## OBIETTIVO
Filtra i record e trascrivi ogni riga in cui compare la stringa "sample".

## DATI FORNITI
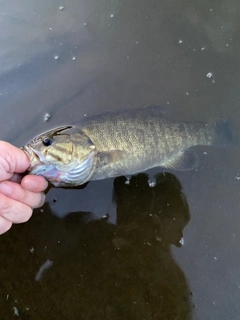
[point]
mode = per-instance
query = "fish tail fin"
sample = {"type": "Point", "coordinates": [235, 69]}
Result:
{"type": "Point", "coordinates": [223, 133]}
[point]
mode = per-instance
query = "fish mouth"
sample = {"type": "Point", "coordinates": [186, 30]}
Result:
{"type": "Point", "coordinates": [32, 155]}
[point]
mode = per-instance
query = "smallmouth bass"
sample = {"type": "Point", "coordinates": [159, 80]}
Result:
{"type": "Point", "coordinates": [120, 143]}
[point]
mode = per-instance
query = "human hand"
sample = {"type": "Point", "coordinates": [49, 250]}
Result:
{"type": "Point", "coordinates": [17, 200]}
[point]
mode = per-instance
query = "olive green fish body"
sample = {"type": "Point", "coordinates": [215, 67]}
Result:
{"type": "Point", "coordinates": [120, 143]}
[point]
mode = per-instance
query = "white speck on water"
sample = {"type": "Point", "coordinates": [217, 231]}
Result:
{"type": "Point", "coordinates": [46, 117]}
{"type": "Point", "coordinates": [105, 216]}
{"type": "Point", "coordinates": [181, 241]}
{"type": "Point", "coordinates": [46, 265]}
{"type": "Point", "coordinates": [209, 75]}
{"type": "Point", "coordinates": [15, 312]}
{"type": "Point", "coordinates": [31, 249]}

## RISULTATO CORRETTO
sample = {"type": "Point", "coordinates": [235, 69]}
sample = {"type": "Point", "coordinates": [186, 30]}
sample = {"type": "Point", "coordinates": [159, 80]}
sample = {"type": "Point", "coordinates": [49, 250]}
sample = {"type": "Point", "coordinates": [215, 67]}
sample = {"type": "Point", "coordinates": [217, 231]}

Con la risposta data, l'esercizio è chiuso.